**OBJECTIVE**. Reproduce every one of the following records word for word.

**ROWS**.
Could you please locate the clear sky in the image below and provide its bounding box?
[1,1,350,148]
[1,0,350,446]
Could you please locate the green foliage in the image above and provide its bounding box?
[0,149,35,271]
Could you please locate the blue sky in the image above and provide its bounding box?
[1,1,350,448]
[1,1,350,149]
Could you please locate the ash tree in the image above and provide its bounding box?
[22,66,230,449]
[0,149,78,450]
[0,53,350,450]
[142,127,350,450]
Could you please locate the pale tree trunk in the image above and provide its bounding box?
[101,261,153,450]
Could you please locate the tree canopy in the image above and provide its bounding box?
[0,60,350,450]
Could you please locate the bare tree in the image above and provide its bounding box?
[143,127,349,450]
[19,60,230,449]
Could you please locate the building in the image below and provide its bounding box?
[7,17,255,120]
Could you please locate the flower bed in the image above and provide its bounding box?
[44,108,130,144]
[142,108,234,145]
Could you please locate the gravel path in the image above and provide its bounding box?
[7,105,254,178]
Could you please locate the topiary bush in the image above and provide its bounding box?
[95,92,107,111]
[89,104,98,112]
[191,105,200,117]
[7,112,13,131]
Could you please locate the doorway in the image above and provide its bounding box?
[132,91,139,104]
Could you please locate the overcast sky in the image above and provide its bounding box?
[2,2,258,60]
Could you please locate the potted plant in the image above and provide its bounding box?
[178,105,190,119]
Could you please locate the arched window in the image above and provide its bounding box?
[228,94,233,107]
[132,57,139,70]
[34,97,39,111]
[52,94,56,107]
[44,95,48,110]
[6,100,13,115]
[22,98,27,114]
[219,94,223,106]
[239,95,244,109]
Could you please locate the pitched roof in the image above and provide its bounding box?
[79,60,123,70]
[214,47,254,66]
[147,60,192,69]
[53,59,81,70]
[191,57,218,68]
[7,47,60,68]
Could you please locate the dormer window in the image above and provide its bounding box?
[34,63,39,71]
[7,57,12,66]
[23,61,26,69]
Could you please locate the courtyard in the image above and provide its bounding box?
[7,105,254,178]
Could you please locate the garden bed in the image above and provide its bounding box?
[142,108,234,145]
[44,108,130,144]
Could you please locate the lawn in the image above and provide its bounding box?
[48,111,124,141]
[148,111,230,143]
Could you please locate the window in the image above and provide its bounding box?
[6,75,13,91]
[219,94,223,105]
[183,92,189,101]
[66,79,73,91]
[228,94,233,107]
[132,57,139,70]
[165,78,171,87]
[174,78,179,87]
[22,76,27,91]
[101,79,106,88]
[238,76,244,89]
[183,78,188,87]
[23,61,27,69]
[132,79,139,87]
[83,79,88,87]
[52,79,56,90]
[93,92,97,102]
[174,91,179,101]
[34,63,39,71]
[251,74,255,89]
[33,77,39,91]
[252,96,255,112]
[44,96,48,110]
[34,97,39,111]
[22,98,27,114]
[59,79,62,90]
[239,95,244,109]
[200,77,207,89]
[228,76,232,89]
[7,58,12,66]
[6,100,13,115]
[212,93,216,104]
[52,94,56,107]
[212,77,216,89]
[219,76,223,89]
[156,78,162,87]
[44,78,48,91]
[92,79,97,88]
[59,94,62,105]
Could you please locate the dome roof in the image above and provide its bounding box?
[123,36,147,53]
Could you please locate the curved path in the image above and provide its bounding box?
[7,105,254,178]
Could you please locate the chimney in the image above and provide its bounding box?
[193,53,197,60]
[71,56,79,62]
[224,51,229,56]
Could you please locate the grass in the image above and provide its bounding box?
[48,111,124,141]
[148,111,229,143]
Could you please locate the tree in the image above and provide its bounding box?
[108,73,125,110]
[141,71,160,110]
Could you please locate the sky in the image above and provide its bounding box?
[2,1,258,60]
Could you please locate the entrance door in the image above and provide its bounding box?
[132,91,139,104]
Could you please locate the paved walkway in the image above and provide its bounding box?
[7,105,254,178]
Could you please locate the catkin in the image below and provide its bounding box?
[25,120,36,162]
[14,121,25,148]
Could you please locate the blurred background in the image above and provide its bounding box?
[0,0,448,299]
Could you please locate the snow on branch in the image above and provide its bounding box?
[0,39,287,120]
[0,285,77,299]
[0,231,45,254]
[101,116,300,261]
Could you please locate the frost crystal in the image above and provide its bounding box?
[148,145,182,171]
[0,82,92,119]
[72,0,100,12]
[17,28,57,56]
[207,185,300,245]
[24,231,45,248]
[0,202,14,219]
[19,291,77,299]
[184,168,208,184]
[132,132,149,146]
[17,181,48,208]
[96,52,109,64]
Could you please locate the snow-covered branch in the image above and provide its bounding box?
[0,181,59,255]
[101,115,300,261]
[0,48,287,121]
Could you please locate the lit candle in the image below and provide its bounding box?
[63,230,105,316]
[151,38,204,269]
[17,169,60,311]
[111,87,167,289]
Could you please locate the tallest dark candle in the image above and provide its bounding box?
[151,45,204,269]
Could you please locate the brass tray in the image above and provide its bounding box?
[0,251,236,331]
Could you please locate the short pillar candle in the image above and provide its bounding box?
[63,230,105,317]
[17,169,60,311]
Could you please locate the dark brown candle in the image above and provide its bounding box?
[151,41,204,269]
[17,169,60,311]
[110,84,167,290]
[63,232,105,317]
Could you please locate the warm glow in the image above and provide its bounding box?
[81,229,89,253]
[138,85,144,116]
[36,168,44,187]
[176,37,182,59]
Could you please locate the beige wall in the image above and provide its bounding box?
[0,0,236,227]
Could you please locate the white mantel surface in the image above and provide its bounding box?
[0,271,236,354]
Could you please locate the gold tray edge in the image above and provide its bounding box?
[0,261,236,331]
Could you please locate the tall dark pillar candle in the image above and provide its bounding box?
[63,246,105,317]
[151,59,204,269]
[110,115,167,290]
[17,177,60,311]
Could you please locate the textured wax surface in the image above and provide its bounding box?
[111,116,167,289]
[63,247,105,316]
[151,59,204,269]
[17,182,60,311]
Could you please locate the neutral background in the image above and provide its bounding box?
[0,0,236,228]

**SOLUTION TO THE PROBLEM**.
Could you please locate the clear sky in the image below and provide its bounding box?
[1,1,350,148]
[1,0,350,446]
Could you please locate the green foliage in the image above and provide its bounding box?
[0,149,35,271]
Could you please locate the blue sky in the image above and provide its bounding box?
[1,1,350,448]
[1,1,350,149]
Could you please locate the ash tree in the image above and provide its bounding box?
[22,66,230,449]
[0,149,78,450]
[0,53,350,450]
[142,127,350,450]
Could you please locate the pale tree trunk in the image above and provide its bounding box?
[101,261,153,450]
Could you please locate the tree canopy in the image above and provide its bounding box?
[0,60,350,450]
Could you please locate the bare tree in the image above and provide its bounding box?
[143,127,349,450]
[19,60,230,449]
Could you please locate the building in the image below and provide its bounding box?
[7,17,255,120]
Could you please locate the flower bed in the image above and provide its bounding box?
[44,108,130,144]
[142,108,234,145]
Could you please locate the gravel path in the image above and provide its bounding box?
[7,105,254,178]
Could you please locate the topiary bush in the image above and provide its bounding box?
[95,92,107,111]
[89,104,98,112]
[191,105,200,117]
[7,112,13,131]
Could you please locate the doorway in the image above and provide its bounding box?
[132,91,139,104]
Could you please locate the overcast sky in the image above and provide its bounding box?
[2,2,258,60]
Could you please locate the potted plant in the image above and provide its bounding box?
[178,105,190,119]
Could you please locate the arched window in the image above and provide its bounding box?
[228,94,233,107]
[132,57,139,70]
[34,97,39,111]
[52,94,56,107]
[44,95,48,110]
[6,100,13,115]
[22,98,27,114]
[219,94,223,106]
[239,95,244,109]
Could you please locate the pitched roof in the image above and provide its bounding box?
[79,60,123,70]
[214,47,254,66]
[147,60,192,69]
[53,59,81,70]
[191,57,218,68]
[7,47,60,68]
Could you please locate the dormer window in the image above and provide its bounding box?
[34,63,39,71]
[7,57,12,66]
[23,61,26,69]
Could you please locate the courtyard in the image above and provide its bounding box?
[7,105,254,178]
Could you please locate the garden bed in the image above and provide its bounding box?
[142,108,234,145]
[44,108,130,144]
Could you please locate the lawn in the image above and provide its bounding box?
[48,111,124,141]
[148,111,230,143]
Could you please locate the window in the image above and provide its bounding box?
[6,75,13,91]
[219,94,223,105]
[183,92,189,101]
[66,79,73,91]
[228,94,233,107]
[132,57,139,70]
[165,78,171,87]
[174,78,179,87]
[22,76,27,91]
[101,79,106,88]
[238,76,244,89]
[183,78,188,87]
[23,61,27,69]
[132,79,139,87]
[83,79,88,87]
[52,79,56,90]
[93,92,97,102]
[174,91,179,101]
[34,63,39,71]
[251,74,255,89]
[33,77,39,91]
[252,96,255,112]
[44,96,48,110]
[34,97,39,111]
[22,98,27,114]
[59,79,62,90]
[239,95,244,109]
[200,77,207,89]
[228,76,232,89]
[7,58,12,66]
[6,100,13,115]
[212,93,216,104]
[52,94,56,107]
[212,77,216,89]
[219,76,223,89]
[156,78,162,87]
[44,78,48,91]
[92,79,97,88]
[59,94,62,105]
Could you please locate the dome roof in the image above and provide its bounding box?
[123,36,147,53]
Could you please locate the curved path in the image above and provide its bounding box?
[7,105,254,178]
Could you please locate the chimney in the image above and provide its bounding box?
[193,53,197,60]
[71,56,79,62]
[224,51,229,56]
Could you please locate the grass in the image above and provide its bounding box?
[48,111,124,141]
[148,111,229,143]
Could you please locate the tree in the image above and provide its bounding box?
[108,73,125,110]
[141,71,160,110]
Could you please locate the sky in the image above and provide its bounding box?
[2,1,258,60]
Could you please locate the entrance door in the image above and provide its bounding box?
[132,91,139,104]
Could you please locate the paved walkway in the image above and provide its bounding box?
[7,105,254,178]
Could you please locate the catkin in the image below and provide its bounding box?
[25,120,36,162]
[14,121,25,148]
Could you please locate the blurred background in the image above and provide its bounding box?
[0,0,448,299]
Could you please locate the snow on branch in the image above and provide its bounding box?
[0,39,287,120]
[0,285,77,299]
[0,231,45,254]
[101,116,300,261]
Could you please locate the frost crystal in the image above and provide its bounding box?
[148,145,182,171]
[0,82,92,119]
[72,0,100,12]
[17,28,57,56]
[207,185,300,245]
[24,231,45,248]
[0,202,14,219]
[19,291,77,299]
[184,168,208,184]
[132,132,149,146]
[17,181,48,208]
[96,52,109,64]
Could you please locate the snow-covered branch in the image above and provide its bounding box?
[0,181,59,255]
[101,115,300,261]
[0,48,287,121]
Could you please locate the lit candle in the image below and provide its bounding box?
[63,230,105,316]
[151,38,204,269]
[17,169,60,311]
[111,87,167,289]
Could you please locate the tallest dark candle in the image above and provide its bounding box?
[151,45,204,269]
Could you please locate the brass tray in the image above and provide its bounding box?
[0,251,236,331]
Could you please locate the short pillar candle in the image above and provide its bounding box?
[63,230,105,317]
[17,169,60,311]
Could you please locate the dark brown candle in the image above and provide its bounding box?
[151,41,204,269]
[17,169,60,311]
[110,84,167,290]
[63,232,105,317]
Could you please locate the warm glow in the image above and provide its bounding box?
[81,229,89,253]
[138,85,144,116]
[36,168,44,187]
[176,37,182,59]
Could you please locate the beige wall in the image above and provide its bounding box?
[0,0,236,227]
Could you please locate the white mantel surface in the image above and provide its bounding box?
[0,271,236,354]
Could you please locate the gold tray edge in the image above and provide its bounding box?
[0,261,236,331]
Could you please locate the tall dark pillar candle in the image above and provide its bounding box?
[63,246,105,317]
[151,59,204,269]
[110,115,167,290]
[17,177,60,311]
Could you please locate the textured wax surface in the image above and provide its bounding box?
[111,116,167,289]
[63,247,105,316]
[151,59,204,269]
[17,182,60,311]
Could you please locate the neutral background in the image above and provide its bounding box?
[0,0,236,228]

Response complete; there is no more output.